Records of points on named objects
┄┄┄┄┄┄

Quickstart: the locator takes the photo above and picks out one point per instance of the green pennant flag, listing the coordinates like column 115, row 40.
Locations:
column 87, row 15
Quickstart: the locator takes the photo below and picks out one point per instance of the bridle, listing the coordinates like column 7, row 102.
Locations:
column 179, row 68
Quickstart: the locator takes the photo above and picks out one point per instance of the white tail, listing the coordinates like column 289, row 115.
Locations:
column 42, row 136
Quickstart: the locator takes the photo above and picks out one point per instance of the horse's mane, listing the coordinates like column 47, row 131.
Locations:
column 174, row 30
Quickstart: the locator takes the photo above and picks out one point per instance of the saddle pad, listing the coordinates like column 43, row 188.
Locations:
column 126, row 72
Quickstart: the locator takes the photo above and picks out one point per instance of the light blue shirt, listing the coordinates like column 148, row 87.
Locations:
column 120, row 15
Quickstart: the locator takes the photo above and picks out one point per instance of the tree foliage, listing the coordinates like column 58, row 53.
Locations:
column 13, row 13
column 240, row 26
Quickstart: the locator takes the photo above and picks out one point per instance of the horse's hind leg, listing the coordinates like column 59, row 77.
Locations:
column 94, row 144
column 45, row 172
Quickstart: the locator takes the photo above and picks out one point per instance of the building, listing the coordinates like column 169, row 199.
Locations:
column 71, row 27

┄┄┄┄┄┄

**Short task**: Change each "Quickstart" in the data above to "Summary" and rewrite the data with nothing else altered.

**Answer to this problem**:
Summary: the locator takes the photo above and picks out one point per instance of the green pennant flag, listing the coordinates like column 115, row 40.
Locations:
column 87, row 15
Summary: the locator takes the photo below and picks out one point per instance of the bridle, listing the coordinates like column 7, row 102.
Locations:
column 179, row 68
Summary: the locator takes the photo above and picks out one point per instance of the white tail, listing the coordinates like column 289, row 115.
Locations:
column 42, row 136
Summary: the locator takes the photo above and picks out one point per instance of the horse's mane, listing the coordinates like column 47, row 131.
Locations:
column 174, row 30
Summary: the locator takes the photo above and picks out one point per instance of the saddle pad, listing the coordinates like column 43, row 188.
Locations:
column 126, row 72
Summary: the locator takes the photo above and picks out one point per instance of the light blue shirt, listing the coordinates like column 148, row 87.
Locations:
column 120, row 15
Summary: the locator takes the photo above and picks out one point per instance of the tree foliage, listing the coordinates like column 58, row 53.
Locations:
column 13, row 13
column 240, row 26
Summary: the locator takes the photo above and picks out one point per instance of the horse's hind leg, listing the coordinates like column 59, row 77.
Locations:
column 94, row 144
column 45, row 172
Summary: the locator takes the photo above and picks out one point per instance of the building, listing the coordinates like column 169, row 199.
Locations:
column 71, row 27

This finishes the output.